=== TASK ===
Turn the item lines into a numbered list with blank lines left out. Start at the line containing "of the bushes" and include it, then continue through the last line of the items.

=== DATA FOR THIS EXERCISE ===
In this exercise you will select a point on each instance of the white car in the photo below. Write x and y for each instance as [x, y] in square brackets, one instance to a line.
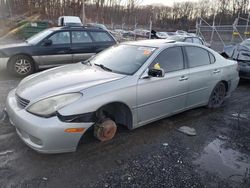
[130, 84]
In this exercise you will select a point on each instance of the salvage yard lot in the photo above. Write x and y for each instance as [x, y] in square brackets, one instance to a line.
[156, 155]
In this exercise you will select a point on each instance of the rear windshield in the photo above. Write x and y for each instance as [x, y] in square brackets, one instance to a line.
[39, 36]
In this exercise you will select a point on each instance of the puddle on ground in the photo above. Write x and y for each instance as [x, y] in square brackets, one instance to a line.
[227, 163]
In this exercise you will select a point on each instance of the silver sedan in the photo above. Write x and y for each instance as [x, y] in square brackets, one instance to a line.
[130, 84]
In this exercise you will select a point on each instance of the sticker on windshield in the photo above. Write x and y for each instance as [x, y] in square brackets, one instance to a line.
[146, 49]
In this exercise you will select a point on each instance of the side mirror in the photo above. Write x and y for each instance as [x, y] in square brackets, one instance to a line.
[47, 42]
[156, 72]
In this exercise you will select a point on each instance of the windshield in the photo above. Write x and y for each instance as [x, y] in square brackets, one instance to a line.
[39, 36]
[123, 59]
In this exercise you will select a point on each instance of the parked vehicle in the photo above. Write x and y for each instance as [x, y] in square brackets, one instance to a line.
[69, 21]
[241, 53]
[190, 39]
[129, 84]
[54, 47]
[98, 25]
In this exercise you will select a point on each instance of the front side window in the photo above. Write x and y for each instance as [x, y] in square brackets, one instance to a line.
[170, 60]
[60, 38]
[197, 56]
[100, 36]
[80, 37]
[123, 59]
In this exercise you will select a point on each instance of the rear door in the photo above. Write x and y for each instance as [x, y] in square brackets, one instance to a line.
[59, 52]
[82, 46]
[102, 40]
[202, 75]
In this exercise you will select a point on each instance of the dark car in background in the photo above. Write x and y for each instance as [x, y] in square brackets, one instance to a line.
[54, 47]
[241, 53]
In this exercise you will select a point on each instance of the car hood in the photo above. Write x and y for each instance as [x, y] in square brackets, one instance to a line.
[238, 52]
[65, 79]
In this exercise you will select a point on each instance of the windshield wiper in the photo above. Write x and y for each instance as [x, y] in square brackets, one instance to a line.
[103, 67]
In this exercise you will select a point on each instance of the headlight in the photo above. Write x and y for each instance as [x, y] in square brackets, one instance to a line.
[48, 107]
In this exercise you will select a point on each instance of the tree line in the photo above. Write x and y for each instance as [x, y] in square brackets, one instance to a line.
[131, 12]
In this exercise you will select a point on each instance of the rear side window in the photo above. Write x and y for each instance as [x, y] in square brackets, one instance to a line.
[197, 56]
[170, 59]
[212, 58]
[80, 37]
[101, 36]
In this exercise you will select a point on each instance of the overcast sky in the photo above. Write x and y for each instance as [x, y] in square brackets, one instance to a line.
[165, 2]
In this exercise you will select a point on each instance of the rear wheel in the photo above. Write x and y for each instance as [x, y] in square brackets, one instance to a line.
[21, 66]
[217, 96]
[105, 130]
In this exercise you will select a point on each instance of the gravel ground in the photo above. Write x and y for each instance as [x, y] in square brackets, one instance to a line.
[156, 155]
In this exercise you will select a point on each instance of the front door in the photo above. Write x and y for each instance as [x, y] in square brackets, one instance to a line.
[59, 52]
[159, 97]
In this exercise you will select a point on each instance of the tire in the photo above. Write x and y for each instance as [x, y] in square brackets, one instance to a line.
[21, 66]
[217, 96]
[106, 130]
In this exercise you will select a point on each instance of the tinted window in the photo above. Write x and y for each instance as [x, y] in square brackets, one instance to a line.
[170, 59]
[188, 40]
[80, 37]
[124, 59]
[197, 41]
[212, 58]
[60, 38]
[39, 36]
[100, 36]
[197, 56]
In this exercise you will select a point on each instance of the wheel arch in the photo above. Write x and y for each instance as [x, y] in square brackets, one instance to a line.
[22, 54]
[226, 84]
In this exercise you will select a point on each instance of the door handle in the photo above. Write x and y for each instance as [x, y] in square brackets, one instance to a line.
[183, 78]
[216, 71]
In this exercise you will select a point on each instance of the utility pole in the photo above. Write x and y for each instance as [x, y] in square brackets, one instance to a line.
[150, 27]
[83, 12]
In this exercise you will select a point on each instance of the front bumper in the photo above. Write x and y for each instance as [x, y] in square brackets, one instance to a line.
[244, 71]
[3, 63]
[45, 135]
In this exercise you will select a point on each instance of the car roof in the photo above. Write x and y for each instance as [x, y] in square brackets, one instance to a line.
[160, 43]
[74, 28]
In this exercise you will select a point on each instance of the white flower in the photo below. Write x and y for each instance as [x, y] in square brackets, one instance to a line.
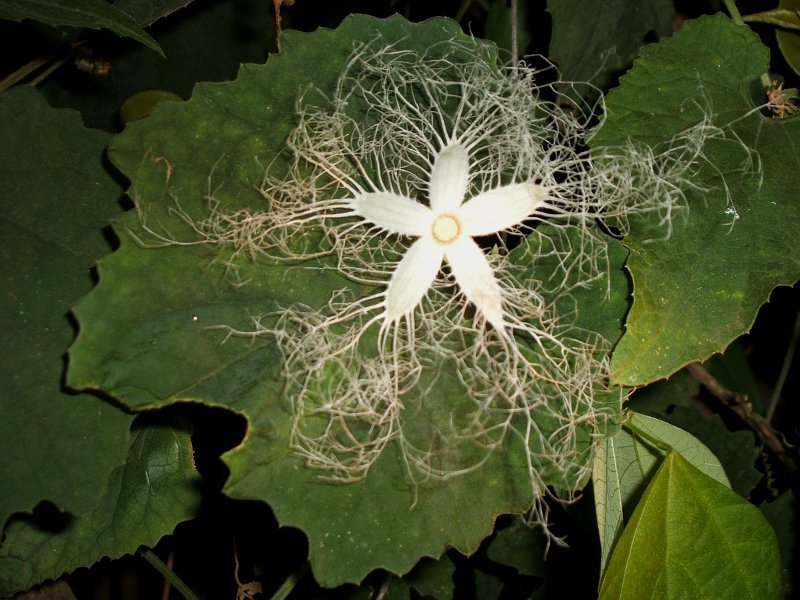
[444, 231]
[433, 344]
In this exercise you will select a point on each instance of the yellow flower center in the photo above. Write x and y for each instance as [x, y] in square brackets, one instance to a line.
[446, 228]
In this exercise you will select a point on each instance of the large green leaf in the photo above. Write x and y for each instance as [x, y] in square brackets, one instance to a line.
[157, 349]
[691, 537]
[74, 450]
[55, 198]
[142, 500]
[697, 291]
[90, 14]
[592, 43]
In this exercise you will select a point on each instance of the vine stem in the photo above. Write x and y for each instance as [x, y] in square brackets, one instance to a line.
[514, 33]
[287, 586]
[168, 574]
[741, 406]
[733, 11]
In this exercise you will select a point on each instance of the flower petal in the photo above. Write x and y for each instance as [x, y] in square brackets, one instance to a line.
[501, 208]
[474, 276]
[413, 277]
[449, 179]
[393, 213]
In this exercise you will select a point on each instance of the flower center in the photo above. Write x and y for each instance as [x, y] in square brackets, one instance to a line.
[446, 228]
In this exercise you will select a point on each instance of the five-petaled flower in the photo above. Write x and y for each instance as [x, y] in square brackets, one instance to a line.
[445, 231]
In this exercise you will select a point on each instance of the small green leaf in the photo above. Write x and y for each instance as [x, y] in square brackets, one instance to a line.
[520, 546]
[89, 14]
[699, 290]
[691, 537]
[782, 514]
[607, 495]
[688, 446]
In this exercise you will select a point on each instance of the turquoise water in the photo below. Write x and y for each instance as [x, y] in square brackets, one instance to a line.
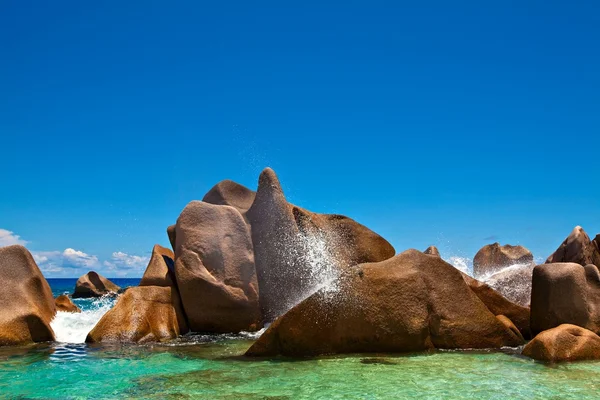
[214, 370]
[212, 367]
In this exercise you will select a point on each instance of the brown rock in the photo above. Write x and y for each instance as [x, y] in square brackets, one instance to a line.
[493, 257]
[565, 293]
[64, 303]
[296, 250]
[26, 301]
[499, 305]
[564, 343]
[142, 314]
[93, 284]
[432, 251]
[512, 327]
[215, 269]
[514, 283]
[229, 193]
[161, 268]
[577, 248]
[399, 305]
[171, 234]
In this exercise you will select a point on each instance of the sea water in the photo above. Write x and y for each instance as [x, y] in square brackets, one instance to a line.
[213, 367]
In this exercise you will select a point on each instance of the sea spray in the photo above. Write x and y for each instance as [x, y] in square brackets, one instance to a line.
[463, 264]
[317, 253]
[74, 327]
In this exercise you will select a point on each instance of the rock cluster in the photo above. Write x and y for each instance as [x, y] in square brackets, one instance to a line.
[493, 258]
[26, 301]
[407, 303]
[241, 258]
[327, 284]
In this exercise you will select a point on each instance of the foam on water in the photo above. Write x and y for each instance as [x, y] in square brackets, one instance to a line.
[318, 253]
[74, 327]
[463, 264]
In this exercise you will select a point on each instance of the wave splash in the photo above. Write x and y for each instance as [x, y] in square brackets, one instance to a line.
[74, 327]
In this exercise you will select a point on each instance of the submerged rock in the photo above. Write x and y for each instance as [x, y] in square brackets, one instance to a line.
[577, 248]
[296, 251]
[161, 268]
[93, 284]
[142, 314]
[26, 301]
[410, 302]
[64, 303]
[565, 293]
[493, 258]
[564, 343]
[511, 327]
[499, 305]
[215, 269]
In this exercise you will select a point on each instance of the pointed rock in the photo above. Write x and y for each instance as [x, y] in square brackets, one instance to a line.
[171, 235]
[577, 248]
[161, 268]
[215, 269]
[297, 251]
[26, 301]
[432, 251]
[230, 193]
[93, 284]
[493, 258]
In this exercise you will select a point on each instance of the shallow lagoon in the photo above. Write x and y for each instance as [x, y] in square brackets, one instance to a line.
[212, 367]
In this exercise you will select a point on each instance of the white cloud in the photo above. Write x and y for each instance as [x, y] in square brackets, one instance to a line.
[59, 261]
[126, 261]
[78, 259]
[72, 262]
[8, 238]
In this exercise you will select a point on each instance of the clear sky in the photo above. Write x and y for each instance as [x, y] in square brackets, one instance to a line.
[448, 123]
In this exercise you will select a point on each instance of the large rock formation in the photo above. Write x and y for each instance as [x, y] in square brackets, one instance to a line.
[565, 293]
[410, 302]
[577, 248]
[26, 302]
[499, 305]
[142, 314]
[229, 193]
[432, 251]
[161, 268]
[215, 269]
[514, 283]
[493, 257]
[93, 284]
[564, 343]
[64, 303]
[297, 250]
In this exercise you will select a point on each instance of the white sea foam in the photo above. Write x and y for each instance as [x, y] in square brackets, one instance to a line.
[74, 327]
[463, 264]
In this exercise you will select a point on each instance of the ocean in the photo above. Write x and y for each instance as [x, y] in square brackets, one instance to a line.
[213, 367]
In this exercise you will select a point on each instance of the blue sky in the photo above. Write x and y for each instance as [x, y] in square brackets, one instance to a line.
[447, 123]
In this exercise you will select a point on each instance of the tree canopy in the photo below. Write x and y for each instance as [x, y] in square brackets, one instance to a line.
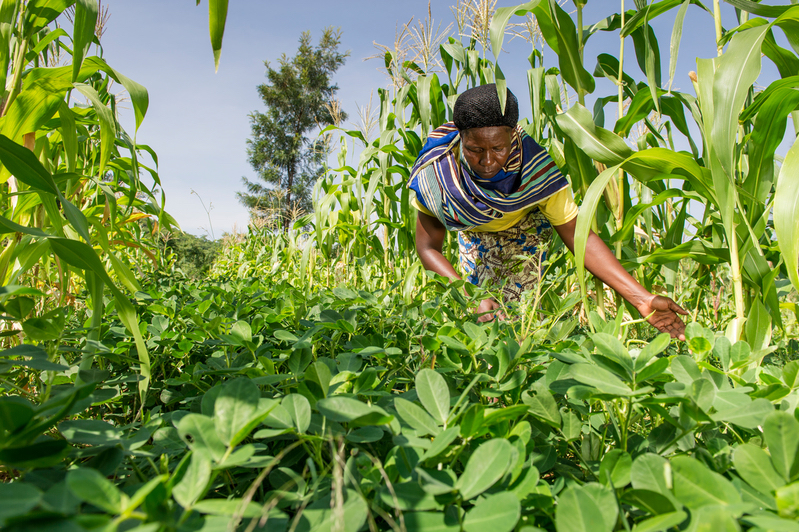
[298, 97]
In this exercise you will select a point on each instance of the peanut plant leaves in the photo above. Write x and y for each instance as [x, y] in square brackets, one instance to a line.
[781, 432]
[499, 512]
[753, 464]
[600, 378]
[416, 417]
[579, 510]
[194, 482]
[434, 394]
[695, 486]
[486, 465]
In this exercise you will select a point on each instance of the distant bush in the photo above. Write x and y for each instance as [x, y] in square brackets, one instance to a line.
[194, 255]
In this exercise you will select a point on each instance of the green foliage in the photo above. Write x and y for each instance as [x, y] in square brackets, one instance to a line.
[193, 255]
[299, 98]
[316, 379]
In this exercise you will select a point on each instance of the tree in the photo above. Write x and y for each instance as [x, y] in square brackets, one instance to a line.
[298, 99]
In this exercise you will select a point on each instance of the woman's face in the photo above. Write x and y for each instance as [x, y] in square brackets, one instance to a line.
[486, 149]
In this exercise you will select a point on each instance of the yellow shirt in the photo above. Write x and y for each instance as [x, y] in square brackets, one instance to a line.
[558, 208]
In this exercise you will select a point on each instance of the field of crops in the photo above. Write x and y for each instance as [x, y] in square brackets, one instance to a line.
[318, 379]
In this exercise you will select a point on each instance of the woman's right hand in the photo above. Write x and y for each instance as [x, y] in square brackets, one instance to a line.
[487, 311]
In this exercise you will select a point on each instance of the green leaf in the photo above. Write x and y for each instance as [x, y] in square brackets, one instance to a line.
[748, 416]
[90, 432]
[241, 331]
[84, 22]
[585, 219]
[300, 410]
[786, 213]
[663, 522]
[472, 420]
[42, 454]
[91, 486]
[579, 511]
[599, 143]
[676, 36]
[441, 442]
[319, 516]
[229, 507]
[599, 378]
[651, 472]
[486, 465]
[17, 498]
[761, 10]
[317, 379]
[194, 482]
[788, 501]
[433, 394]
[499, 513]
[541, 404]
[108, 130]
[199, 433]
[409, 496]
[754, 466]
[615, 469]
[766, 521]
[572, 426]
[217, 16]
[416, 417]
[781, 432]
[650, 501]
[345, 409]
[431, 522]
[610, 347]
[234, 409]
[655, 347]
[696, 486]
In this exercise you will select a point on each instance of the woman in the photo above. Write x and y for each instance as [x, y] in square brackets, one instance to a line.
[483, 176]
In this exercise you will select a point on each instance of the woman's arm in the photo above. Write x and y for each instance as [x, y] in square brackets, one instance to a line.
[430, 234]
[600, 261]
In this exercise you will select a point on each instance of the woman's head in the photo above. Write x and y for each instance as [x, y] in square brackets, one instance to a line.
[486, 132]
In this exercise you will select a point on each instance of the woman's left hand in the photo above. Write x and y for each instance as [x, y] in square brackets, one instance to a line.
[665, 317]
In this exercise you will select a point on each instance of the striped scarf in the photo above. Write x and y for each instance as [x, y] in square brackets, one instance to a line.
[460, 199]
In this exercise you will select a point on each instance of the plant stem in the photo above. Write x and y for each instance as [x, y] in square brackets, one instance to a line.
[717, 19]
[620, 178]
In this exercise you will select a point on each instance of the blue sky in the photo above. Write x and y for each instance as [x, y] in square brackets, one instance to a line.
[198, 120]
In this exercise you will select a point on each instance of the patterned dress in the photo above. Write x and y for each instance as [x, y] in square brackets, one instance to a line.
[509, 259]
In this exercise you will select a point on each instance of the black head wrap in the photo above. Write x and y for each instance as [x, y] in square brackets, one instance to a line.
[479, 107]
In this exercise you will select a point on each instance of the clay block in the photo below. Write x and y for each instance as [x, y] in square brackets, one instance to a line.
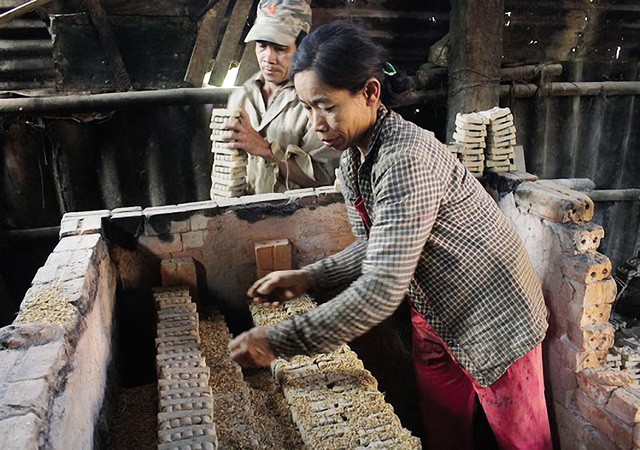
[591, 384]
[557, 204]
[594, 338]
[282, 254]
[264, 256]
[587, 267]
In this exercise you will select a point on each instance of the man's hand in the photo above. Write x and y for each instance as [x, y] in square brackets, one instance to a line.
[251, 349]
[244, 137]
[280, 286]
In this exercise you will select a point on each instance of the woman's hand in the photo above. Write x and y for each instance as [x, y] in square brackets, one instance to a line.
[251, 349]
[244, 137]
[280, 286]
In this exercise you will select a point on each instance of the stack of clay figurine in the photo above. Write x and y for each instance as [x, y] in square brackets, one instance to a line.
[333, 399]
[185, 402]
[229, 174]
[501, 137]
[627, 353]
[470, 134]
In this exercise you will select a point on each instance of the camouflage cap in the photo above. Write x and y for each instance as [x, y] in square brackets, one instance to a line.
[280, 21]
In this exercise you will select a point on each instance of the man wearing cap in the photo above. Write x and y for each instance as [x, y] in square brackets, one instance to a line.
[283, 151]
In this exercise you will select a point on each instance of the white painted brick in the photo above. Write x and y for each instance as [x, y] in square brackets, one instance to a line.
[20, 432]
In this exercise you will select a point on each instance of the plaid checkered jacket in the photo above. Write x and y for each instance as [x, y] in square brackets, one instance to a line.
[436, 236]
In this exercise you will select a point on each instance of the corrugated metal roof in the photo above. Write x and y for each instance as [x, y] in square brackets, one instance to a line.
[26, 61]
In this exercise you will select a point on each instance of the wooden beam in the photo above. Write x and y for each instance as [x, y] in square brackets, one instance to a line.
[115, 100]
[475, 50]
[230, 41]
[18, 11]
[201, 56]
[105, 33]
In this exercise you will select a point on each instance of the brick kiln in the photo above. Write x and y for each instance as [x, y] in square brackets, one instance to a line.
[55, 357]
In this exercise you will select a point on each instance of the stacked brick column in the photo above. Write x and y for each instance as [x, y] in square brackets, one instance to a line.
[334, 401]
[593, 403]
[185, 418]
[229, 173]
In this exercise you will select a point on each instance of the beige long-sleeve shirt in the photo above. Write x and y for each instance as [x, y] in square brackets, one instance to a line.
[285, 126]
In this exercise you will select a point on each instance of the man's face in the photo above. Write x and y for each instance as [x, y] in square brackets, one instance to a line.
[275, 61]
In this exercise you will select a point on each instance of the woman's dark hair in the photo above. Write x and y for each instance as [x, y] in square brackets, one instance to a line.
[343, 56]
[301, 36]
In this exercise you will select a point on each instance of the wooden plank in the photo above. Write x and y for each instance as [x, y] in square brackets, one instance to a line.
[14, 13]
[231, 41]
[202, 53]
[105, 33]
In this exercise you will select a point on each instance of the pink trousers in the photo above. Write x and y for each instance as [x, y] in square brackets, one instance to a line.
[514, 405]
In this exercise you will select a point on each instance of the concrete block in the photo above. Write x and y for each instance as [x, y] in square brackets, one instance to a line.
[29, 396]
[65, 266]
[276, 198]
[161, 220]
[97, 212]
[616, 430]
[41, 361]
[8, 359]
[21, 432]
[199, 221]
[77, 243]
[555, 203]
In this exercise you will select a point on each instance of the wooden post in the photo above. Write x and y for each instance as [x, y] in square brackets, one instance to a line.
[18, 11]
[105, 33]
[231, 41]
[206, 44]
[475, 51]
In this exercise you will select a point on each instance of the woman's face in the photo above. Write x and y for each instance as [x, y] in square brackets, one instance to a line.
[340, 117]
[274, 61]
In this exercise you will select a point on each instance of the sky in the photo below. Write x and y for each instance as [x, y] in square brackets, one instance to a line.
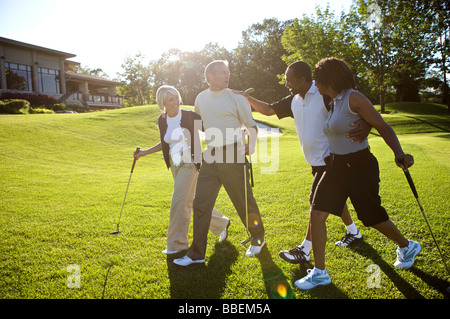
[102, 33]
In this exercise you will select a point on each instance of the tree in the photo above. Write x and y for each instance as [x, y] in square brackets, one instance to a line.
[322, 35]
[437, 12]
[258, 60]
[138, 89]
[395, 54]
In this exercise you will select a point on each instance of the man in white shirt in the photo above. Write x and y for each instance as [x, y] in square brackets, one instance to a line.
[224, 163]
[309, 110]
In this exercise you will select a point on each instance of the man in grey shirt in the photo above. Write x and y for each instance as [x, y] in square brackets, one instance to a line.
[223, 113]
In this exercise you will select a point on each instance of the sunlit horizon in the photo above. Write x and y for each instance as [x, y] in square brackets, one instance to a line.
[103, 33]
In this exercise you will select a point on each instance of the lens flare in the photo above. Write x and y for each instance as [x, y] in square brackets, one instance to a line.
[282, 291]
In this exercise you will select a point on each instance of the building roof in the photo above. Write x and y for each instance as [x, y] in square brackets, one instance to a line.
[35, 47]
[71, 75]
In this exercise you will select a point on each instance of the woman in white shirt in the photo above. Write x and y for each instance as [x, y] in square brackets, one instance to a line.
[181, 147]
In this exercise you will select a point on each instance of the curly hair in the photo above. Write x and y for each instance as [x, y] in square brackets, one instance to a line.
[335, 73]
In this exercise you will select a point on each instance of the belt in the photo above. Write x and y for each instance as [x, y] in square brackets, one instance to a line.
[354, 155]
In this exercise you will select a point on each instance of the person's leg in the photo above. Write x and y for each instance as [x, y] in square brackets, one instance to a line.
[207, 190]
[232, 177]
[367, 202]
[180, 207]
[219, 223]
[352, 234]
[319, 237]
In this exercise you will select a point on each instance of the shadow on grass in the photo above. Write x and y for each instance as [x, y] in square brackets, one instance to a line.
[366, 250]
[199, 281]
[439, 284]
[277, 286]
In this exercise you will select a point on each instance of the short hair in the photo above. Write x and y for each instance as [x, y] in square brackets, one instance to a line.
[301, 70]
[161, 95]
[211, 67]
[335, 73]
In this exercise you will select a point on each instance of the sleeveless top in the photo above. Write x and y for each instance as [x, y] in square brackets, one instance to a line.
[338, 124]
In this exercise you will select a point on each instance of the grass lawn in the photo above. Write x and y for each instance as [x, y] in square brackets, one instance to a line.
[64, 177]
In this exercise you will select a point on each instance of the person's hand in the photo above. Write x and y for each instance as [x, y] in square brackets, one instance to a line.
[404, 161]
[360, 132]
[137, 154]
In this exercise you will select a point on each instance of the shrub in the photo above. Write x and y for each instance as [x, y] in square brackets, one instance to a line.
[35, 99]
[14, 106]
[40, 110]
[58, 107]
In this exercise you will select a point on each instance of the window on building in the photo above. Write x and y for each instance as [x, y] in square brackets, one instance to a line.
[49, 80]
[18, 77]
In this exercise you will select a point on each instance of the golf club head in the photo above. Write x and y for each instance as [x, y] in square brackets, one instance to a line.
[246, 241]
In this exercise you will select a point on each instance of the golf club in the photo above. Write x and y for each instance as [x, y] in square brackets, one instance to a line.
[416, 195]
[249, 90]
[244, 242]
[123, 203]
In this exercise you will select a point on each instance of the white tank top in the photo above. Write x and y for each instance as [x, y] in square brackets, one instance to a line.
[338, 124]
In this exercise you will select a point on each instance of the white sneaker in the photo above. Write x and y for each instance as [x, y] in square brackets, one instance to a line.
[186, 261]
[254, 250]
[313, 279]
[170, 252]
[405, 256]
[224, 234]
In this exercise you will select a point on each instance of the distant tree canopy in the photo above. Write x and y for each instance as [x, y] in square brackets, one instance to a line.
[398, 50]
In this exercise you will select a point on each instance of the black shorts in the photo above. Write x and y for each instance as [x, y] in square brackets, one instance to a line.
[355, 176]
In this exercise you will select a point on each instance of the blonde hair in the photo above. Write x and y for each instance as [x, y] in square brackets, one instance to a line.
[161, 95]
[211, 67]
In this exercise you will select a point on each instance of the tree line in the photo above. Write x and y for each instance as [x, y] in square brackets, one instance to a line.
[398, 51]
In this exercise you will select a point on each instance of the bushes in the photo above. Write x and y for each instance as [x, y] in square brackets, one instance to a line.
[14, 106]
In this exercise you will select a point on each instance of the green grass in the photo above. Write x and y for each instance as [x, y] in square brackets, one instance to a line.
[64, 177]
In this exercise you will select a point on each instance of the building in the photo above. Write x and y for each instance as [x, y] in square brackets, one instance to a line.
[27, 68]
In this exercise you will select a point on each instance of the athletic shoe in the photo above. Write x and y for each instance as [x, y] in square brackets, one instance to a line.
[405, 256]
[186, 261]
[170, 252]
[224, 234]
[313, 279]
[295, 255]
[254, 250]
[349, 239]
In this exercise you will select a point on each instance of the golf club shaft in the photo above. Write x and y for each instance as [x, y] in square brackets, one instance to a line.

=== OUTPUT BELOW ===
1. In this exercise you will select a point on each instance of the bushes in the photo above. Write x and y for each instance as [x, y] in square brackets, one instance to a line.
2. [14, 106]
3. In this exercise you will select a point on each instance of the green grass in the photo above. Write x and y for each instance as [x, y] in square brackets, one instance to a line.
4. [64, 177]
5. In this exercise you will select a point on each instance of the building in the photo above. Write x and y for each instance as [x, y] in square brackets, one instance to a line.
6. [27, 68]
7. In this exercise you will select a point on each instance of the athletic shoe in the photo above. Write x and y for each instance as [x, y] in square brackets, one instance to a line.
8. [405, 256]
9. [186, 261]
10. [170, 252]
11. [224, 234]
12. [313, 279]
13. [295, 255]
14. [254, 250]
15. [349, 239]
16. In this exercise you will select a point on each instance of the golf club shaft in the photo above. Write x and y for each instance as [x, y] in square brackets, one instance to a line.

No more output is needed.